- Фрагмент текста
■ ■ ■ ■

И записали. Пригласили Рушана Аюпова, клавишника из «Брига­ды С», с гармошечкой, и записали. Но вопрос «кто тут хит?» оставался открытым: «Мы думали, что «Не спеши», конечно, хороша, но, безус­ловно, не центровая, не главная», - Шахрин. Впрочем, думать было не­когда - деньги кончались. Дописы­вали «Мама, она больше не может», я записал вокал, нужны бэки, но у студии стоит такси, чтобы везти группу на поезд; я заскочил, сам спел все бэки, чтобы не объяснять никому, что и где... Допел, сказал: «Все!» - в такси, и все» (Шахрин). Сводить, доделывать остался Гала­нин, но об этом позже.

Чудо на Рождество

Мероприятие называлось «Рок на Рождество», Минск, январь 93-го. Попали случайно. Гройсман: «Я по­шел на «Черный пес Петербург», за кулисами меня встречает один музыкант: «Привет, ты в Минск-то едешь?». Второй - то же самое, и я вижу, что все едут в Минск на «Рок на Рождество». А делает некто Иван Иваныч, я его вижу, он: «Здо­рово, Димастый!». А я: «Пошел ты!.. Как я с «Бригадой», так ты мне звонил и обзванивал, а как я с «Чайфом», так нет тебя»... Он ру­ками замахал, и так совершенно случайно я вписываю «Чайф» в Минск».

Концерт ночной, никому ру­биться до утра не охота, а «Чайф» оказался самой неизвестной коман­дой, не считая минских... Пять утра, в зале пьяные люди спят, Гройсман решил: «Да и хрен с ним, не получи­лось и не получилось». Вышли чайфы и подняли зал на ноги, народ проснулся, затанцевал... Но самое интересное случилось после.

Входит в гримерку категориче­ски пьяный человек, представляет­ся: Игорь Пархута. И говорит, что его жена с Шахриным работала на «Роке чистой воды», зовут ее Галя. Та самая Галя, которую Шахрин не запомнил. Но она ребенка родила и не смогла прийти. И говорит Игорь:

- Чем я могу вам помочь? Гройсман возьми и ляпни:

- Материально. Игорь Пархута говорит:

- Сколько* надо? Гройсман, прекрасно понимая,

что нашему человеку по пьяни море по колено, заявляет:

- Лимон.

- Я дам... - сказал Игорь, и да­ет домашний телефон. - Позвоните завтра, пообедаем, Галя будет рада.

■ ■ ■ ■

- Сохранённые данные
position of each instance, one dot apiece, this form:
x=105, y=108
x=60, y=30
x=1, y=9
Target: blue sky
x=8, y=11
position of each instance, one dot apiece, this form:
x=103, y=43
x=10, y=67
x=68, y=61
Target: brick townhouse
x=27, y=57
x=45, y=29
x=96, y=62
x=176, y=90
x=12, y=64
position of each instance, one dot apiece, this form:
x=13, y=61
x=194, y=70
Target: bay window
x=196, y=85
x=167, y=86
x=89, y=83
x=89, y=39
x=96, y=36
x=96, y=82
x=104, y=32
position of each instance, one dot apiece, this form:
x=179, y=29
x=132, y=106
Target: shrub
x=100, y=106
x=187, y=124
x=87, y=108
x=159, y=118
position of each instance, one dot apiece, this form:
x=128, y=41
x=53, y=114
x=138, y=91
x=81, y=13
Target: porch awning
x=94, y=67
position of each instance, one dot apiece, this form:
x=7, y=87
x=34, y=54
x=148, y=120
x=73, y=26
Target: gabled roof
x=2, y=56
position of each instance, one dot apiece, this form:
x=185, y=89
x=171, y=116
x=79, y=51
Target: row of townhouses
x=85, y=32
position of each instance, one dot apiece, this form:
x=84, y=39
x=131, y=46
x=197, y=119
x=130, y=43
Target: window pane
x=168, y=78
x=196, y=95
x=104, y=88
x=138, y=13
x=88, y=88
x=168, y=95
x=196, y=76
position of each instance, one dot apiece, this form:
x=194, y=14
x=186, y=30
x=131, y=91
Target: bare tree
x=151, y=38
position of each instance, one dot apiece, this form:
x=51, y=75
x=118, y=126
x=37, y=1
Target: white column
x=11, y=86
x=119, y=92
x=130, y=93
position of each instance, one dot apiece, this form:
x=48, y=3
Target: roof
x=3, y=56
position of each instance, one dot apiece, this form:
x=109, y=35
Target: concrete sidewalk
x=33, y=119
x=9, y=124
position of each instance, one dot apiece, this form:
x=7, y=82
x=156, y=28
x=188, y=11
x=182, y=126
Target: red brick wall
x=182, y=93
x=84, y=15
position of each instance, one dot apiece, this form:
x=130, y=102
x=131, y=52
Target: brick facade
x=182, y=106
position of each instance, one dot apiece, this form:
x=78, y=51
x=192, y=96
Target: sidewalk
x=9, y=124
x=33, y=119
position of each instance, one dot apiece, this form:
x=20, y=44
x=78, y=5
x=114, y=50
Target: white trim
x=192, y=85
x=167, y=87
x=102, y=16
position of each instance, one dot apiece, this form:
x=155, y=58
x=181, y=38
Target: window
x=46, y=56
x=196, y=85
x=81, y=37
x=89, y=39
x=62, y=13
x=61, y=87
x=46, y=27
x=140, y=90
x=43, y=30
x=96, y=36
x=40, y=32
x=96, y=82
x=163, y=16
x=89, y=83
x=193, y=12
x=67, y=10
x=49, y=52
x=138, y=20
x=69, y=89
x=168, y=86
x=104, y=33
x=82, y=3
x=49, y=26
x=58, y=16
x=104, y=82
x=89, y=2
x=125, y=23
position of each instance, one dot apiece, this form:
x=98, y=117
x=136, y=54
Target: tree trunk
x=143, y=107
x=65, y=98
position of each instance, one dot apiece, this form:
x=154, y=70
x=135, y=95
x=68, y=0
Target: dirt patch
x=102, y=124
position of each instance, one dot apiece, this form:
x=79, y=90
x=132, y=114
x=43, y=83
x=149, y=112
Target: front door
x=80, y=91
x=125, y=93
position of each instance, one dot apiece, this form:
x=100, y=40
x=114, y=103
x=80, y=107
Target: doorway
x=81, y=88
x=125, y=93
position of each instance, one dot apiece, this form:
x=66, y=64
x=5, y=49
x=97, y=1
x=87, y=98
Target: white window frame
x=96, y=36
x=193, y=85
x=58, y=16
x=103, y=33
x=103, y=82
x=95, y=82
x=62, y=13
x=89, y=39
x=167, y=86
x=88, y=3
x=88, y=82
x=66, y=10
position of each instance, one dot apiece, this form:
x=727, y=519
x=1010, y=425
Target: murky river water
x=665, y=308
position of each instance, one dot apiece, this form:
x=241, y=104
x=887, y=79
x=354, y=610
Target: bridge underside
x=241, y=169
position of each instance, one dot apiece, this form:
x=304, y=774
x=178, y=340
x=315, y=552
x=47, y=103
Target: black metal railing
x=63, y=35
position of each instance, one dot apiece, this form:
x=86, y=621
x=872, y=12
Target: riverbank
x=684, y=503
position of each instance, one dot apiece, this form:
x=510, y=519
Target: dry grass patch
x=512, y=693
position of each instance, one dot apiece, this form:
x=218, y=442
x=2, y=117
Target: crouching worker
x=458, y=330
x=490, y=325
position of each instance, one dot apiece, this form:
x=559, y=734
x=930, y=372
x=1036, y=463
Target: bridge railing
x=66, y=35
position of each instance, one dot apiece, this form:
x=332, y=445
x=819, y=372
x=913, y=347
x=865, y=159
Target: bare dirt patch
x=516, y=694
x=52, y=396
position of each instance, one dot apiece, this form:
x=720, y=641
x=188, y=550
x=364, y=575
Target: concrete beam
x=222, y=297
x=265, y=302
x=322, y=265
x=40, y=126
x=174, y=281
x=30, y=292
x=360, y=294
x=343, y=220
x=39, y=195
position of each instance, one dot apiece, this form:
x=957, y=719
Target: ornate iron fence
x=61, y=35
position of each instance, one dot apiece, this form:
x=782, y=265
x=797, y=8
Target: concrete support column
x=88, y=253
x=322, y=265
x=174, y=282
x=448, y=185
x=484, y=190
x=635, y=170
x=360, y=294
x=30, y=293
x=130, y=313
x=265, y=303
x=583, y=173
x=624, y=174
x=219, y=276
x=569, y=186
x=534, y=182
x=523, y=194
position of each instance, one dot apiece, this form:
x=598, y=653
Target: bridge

■ ■ ■ ■

- Список заданий
1) Выведи из рассказа о группе «Чайф» всё, начиная со слов «Входит в гримерку» и ниже до слов «Галя будет рада.».
2) Перечисли всех людей, названных в рассказе о группе «Чайф» по имени или фамилии. Каждого назови один раз.
3) Продолжи рассказ о группе «Чайф» после его последней фразы.

- Ответы на задания
1)
Входит в гримерку категориче­ски пьяный человек, представляет­ся: Игорь Пархута. И говорит, что его жена с Шахриным работала на «Роке чистой воды», зовут ее Галя. Та самая Галя, которую Шахрин не запомнил. Но она ребенка родила и не смогла прийти. И говорит Игорь:

- Чем я могу вам помочь? Гройсман возьми и ляпни:

- Материально. Игорь Пархута говорит:

- Сколько* надо? Гройсман, прекрасно понимая,

что нашему человеку по пьяни море по колено, заявляет:

- Лимон.

- Я дам... - сказал Игорь, и да­ет домашний телефон. - Позвоните завтра, пообедаем, Галя будет рада.

2) Рушан Аюпов, Шахрин, Галанин, Гройсман, Иван Иваныч, Игорь Пархута, Галя.

3)
Гройсман ко всему происшед­шему отнесся несерьезно, и это по­нятно. Пошли спать, проснулись, поели: «Что будем делать?» - «Спать». Поднимаются с Шахри­ным наверх, а в голове у обоих кру­тится, что обещали человеку позво­нить. В общем, позвонили для от­мывки совести, там Игорь: «Вы что тянете? Жена ждет!». Больше всего хотелось спать, но поехали.

Приятные, хорошие люди, на­кормили пампушками, сидели, шути­ли, Шахрин Галю вспомнил... И та­кая была хорошая атмосфера, что Гройсман про деньги забыл... Но по­езд, стали собираться, вдруг Галя из-за спины вытаскивает две тысячи марок, по тем времена как раз мил­лион рублей. И говорит: «Мы поду­мали, если вам это поможет - пожа­луйста. И ничего взамен не надо».

Шахрин еще и отказывался... «В 93-м году мы заработать такие деньги просто не могли, - Шахрин, -я начинаю отказываться, а Игорь говорит, что Галя сказала: надо по­мочь. И что им будет приятно потом видеть этот клип». Без бумаги, без отчета, без всего! Дима стал гово­рить, что они могут потом хотя бы отчитаться, куда деньги потратили, а Игорь и Галя сказали: «Ваше де­ло, тратьте, куда хотите, но мы даем на клип».

«По дороге обратно со мной случился приступ истерического сме­ха - говорит Гройсман, - я понял, что все крутые съездили за сорок тысяч рублей, а мы за миллион сорок!».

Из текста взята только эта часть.